::: Entries supplied
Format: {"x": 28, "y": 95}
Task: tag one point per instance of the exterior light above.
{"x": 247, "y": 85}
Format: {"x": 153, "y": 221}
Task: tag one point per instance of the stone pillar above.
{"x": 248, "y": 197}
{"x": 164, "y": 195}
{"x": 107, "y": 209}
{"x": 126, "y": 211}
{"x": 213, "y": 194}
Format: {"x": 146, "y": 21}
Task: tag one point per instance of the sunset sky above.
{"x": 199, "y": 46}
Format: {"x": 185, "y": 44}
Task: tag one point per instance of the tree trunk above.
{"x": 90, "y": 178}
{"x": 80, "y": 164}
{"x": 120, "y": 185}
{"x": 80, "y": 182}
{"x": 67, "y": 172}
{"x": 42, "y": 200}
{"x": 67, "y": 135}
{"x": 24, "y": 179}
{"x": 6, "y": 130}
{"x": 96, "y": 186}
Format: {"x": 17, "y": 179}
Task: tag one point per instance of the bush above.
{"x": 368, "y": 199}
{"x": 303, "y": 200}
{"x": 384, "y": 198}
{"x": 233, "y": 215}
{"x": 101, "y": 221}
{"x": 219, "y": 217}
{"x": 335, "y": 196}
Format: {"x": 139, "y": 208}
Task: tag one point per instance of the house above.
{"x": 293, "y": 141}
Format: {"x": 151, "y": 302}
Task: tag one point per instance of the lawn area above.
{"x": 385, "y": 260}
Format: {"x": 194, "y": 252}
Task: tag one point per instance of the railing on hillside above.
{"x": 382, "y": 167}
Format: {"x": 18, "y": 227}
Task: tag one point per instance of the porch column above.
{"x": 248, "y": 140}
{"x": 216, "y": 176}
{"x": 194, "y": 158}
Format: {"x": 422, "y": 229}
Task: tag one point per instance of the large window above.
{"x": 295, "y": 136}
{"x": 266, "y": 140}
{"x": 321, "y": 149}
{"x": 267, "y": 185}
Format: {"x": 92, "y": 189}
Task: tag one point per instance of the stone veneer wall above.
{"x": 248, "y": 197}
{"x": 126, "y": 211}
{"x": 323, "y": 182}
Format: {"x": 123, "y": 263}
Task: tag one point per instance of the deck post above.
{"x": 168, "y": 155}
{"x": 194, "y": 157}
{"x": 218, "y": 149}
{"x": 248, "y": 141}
::::::
Your task: Please locate every line in the data above that contains the word "Format" and copy each of those lines out in full.

Response:
Format: {"x": 28, "y": 95}
Format: {"x": 153, "y": 221}
Format: {"x": 146, "y": 21}
Format: {"x": 185, "y": 44}
Format: {"x": 17, "y": 179}
Format: {"x": 139, "y": 208}
Format: {"x": 151, "y": 302}
Format: {"x": 194, "y": 252}
Format: {"x": 18, "y": 227}
Format: {"x": 422, "y": 229}
Format: {"x": 92, "y": 189}
Format: {"x": 123, "y": 263}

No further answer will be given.